Set exercise A:
Can you give the listing's lines between its first line and the line holding "(0, 234), (404, 310)", inclusive, as a numbered list with blank lines left out and the pictures omitted?

═══ Text ═══

Inventors: Gordon D. Latos
Original assignee: Nowsco Well Service Ltd
Current assignee: Nowsco Well Service Ltd
Priority date: 1992-07-13
Filing date: 1994-01-21
Publication date: 1995-07-04
Anticipated expiration: 2012-07-13
Also published as: EP0661459A1

Abstract

A double acting reciprocating intensifier uses a single low pressure fluid stream as both the power supply and the source of fluid the pressure of which is to be intensified. The entire device, including flow paths, is confined within a compact cylindrical housing. Tandem drive pistons minimize operating frequency, while maximizing intensification ratio and output volume flowrate. Placement of both high pressure cylinders downstream of the drive cylinders permits simple routing of flows through the centers of the low and high pressure pistons. A check valve connected between the high pressure pistons eliminates one of the four high pressure check valves required in the prior art. A single reciprocating valve, whose state is determined by drive and high pressure piston position, coordinates all of the drive side flows. Various components perform multiple functions to permit the compact shape.

Description

This application is a continuation of application Ser. No. 07/912,445, filed Jul. 13, 1992 (now abandoned).

BACKGROUND OF THE INVENTION

1. Field of the Invention

This invention relates to a device for intensifying pressure of a flowing fluid, and more specifically to a double acting reciprocating intensifier where a single low pressure fluid stream serves as both the power supply and the source of the fluid to be intensified.

2. Description of the Prior Art

Many applications require high pressure fluids at locations remote from high pressure pumping equipment. Pumping fluids to remote locations is commonplace at moderate pressures. However, cost increases dramatically with pressure and remoteness. An alternative approach is to pump moderate pressure to an intensifier which develops the required higher pressure at the site of the application.

═══ Supplied entries ═══

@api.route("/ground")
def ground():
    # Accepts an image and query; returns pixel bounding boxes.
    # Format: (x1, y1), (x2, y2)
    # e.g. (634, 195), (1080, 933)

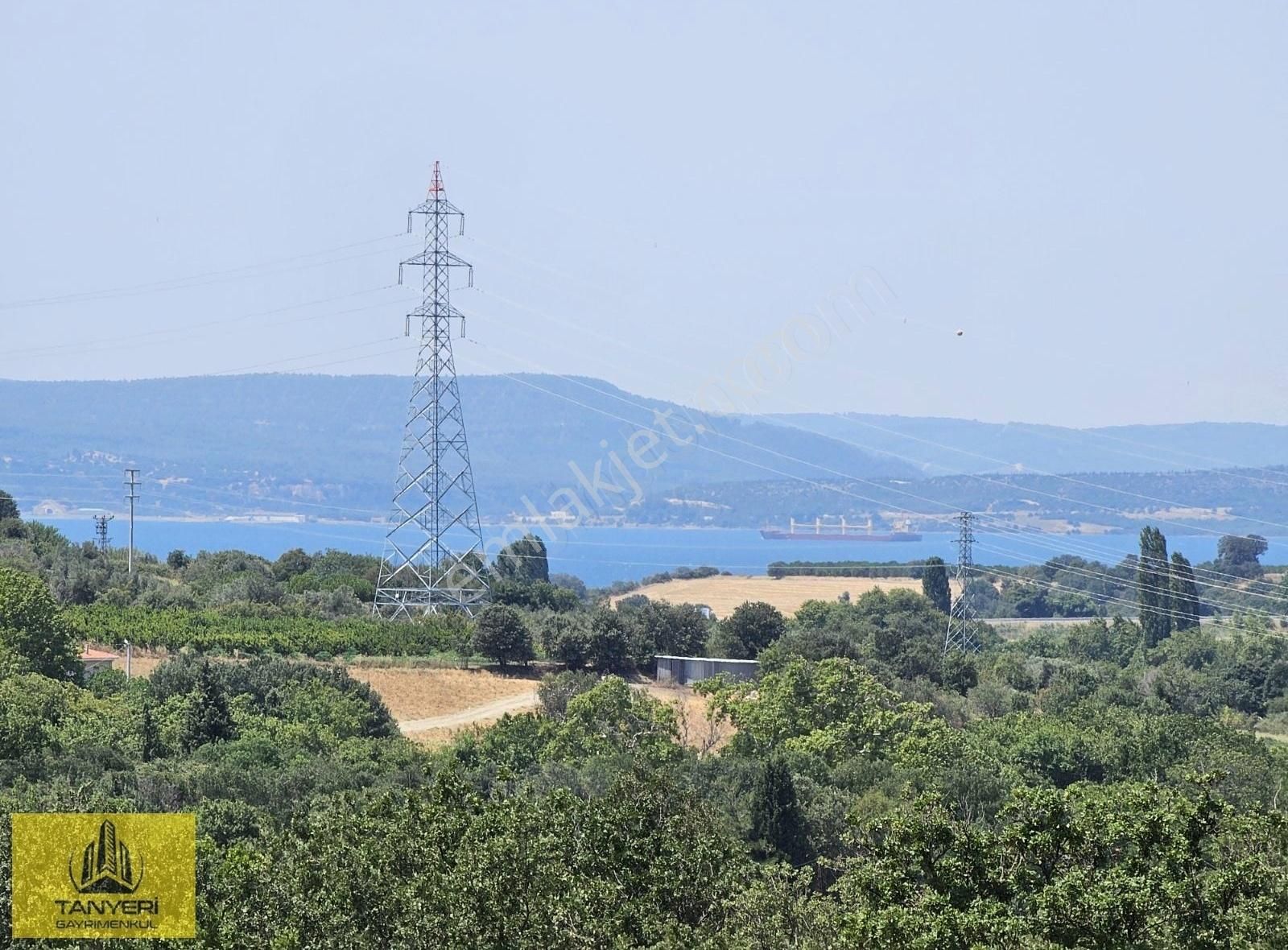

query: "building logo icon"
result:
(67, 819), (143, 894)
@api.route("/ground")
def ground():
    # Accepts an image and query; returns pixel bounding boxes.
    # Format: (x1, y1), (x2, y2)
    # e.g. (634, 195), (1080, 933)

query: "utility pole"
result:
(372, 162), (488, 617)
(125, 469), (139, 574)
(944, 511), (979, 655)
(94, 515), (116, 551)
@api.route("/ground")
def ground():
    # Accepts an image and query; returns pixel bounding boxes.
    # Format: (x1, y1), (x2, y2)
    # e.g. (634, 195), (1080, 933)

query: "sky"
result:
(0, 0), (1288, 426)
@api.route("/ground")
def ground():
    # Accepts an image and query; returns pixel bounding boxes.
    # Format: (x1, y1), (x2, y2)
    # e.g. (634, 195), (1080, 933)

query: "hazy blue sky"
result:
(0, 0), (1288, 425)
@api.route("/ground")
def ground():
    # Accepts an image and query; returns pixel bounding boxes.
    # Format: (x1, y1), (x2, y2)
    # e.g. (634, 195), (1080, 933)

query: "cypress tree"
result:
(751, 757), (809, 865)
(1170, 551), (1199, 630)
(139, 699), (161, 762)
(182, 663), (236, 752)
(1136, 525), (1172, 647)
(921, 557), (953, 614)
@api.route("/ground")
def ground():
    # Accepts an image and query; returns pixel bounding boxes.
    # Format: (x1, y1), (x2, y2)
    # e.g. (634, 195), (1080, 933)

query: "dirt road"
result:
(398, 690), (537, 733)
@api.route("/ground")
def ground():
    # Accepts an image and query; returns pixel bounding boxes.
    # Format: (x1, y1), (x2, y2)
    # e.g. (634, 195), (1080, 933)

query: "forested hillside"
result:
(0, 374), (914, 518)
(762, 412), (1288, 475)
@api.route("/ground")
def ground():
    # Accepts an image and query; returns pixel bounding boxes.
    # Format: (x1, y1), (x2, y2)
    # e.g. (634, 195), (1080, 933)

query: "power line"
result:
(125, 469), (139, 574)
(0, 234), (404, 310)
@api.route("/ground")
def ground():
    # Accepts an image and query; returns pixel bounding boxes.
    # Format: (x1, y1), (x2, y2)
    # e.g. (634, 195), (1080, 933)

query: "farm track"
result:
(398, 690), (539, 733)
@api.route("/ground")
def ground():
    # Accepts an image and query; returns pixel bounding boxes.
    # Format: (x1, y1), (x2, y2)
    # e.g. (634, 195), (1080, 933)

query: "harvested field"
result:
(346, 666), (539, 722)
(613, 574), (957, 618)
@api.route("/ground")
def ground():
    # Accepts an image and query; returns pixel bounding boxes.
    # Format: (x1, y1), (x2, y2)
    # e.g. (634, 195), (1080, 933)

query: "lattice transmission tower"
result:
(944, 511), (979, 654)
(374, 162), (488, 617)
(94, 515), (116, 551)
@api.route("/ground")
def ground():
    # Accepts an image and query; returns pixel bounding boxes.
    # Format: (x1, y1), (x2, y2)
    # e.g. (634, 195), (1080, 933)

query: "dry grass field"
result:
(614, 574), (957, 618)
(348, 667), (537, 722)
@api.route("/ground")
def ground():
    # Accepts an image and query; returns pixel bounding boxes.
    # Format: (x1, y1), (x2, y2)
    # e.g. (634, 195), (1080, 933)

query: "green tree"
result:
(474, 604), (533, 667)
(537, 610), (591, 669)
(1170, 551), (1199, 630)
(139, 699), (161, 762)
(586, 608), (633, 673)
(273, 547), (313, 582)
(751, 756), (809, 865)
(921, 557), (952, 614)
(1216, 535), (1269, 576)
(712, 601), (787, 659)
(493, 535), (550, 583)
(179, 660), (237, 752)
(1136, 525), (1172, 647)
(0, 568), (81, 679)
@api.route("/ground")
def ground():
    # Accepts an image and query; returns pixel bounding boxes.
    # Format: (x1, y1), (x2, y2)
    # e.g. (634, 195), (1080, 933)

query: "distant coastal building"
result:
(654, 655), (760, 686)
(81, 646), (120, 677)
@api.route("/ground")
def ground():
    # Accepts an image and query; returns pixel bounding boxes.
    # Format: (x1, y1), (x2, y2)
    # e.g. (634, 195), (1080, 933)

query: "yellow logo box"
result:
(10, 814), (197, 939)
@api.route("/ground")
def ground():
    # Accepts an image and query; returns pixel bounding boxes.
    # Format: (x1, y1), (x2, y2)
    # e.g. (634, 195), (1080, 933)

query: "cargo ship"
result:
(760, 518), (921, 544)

═══

Set exercise B:
How would you sum up the intensifier patent in two sentences?

Final result A:
1. @api.route("/ground")
2. def ground():
3.     # Accepts an image and query; returns pixel bounding boxes.
4.     # Format: (x1, y1), (x2, y2)
5.     # e.g. (634, 195), (1080, 933)
6. query: "building logo icon"
7. result:
8. (67, 819), (143, 894)
9. @api.route("/ground")
10. def ground():
11.     # Accepts an image and query; returns pixel bounding boxes.
12.     # Format: (x1, y1), (x2, y2)
13.     # e.g. (634, 195), (1080, 933)
14. query: "utility pole"
15. result:
16. (372, 162), (488, 617)
17. (125, 469), (139, 574)
18. (944, 511), (979, 655)
19. (94, 515), (116, 551)
20. @api.route("/ground")
21. def ground():
22.     # Accepts an image and query; returns pixel bounding boxes.
23.     # Format: (x1, y1), (x2, y2)
24.     # e.g. (634, 195), (1080, 933)
25. query: "sky"
26. result:
27. (0, 0), (1288, 426)
28. @api.route("/ground")
29. def ground():
30.     # Accepts an image and query; returns pixel bounding boxes.
31.     # Format: (x1, y1), (x2, y2)
32.     # e.g. (634, 195), (1080, 933)
33. query: "hazy blue sky"
34. result:
35. (0, 0), (1288, 425)
36. @api.route("/ground")
37. def ground():
38.     # Accepts an image and query; returns pixel bounding boxes.
39.     # Format: (x1, y1), (x2, y2)
40.     # e.g. (634, 195), (1080, 933)
41. query: "cypress tree"
42. result:
43. (751, 757), (809, 865)
44. (1170, 551), (1199, 630)
45. (139, 699), (161, 762)
46. (182, 663), (236, 752)
47. (1136, 525), (1172, 647)
48. (921, 557), (953, 614)
49. @api.route("/ground")
50. def ground():
51.     # Accepts an image and query; returns pixel bounding boxes.
52.     # Format: (x1, y1), (x2, y2)
53.     # e.g. (634, 195), (1080, 933)
54. query: "dirt road"
55. result:
56. (398, 690), (537, 733)
57. @api.route("/ground")
58. def ground():
59.     # Accepts an image and query; returns pixel bounding boxes.
60.     # Format: (x1, y1), (x2, y2)
61.     # e.g. (634, 195), (1080, 933)
62. query: "forested hillside"
63. result:
64. (0, 374), (914, 518)
65. (762, 412), (1288, 475)
66. @api.route("/ground")
67. def ground():
68.     # Accepts an image and query; returns pixel bounding boxes.
69.     # Format: (x1, y1), (x2, y2)
70.     # e.g. (634, 195), (1080, 933)
71. query: "power line"
72. result:
73. (125, 469), (139, 574)
74. (0, 234), (404, 310)

Final result B:
The patent describes a double acting reciprocating intensifier in which a single low pressure fluid stream is both the power supply and the source of the fluid whose pressure is intensified, with the entire device confined within a compact cylindrical housing. Tandem drive pistons minimize operating frequency, a check valve between the high pressure pistons eliminates one of the four high pressure check valves required in the prior art, and a single reciprocating valve coordinates all of the drive side flows.